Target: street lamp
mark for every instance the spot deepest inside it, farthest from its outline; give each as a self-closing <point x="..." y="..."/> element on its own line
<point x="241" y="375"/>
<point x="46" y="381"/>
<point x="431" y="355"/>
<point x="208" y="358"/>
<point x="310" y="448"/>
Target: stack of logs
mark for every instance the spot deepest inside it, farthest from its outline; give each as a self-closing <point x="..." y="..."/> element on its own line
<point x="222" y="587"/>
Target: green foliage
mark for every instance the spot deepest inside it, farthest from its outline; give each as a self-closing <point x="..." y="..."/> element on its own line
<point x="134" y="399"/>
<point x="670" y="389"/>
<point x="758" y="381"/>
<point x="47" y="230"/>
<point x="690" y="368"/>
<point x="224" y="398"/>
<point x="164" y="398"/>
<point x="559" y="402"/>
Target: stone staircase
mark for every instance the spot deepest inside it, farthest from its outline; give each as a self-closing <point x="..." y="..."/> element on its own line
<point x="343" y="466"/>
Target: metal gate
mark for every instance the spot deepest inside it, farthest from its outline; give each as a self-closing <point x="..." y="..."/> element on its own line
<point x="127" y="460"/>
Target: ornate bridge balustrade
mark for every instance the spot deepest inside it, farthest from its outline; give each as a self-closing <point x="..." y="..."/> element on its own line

...

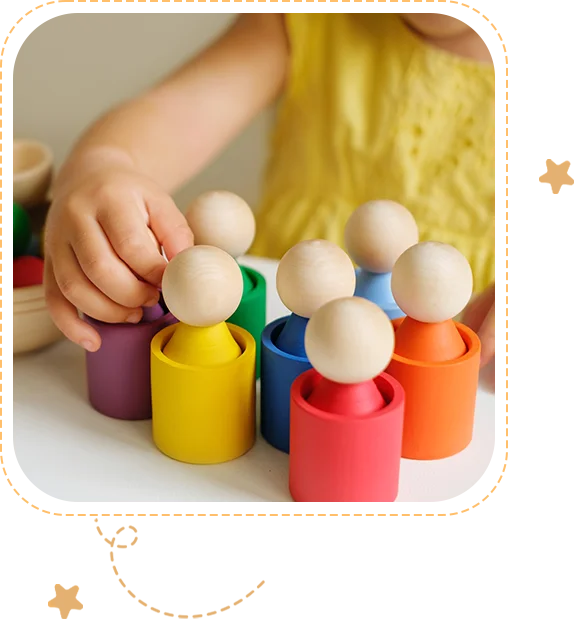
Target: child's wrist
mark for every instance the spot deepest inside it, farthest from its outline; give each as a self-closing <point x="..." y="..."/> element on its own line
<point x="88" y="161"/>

* _WORK TO BE COMPLETED_
Report each line of the material above that contains the string "Target", copying every such line in full.

* _CORRECT RESPONSE_
Target: street lamp
Target: stack of logs
Target: green foliage
Target: stone staircase
Target: metal gate
Target: ornate bridge balustrade
Target: child's wrist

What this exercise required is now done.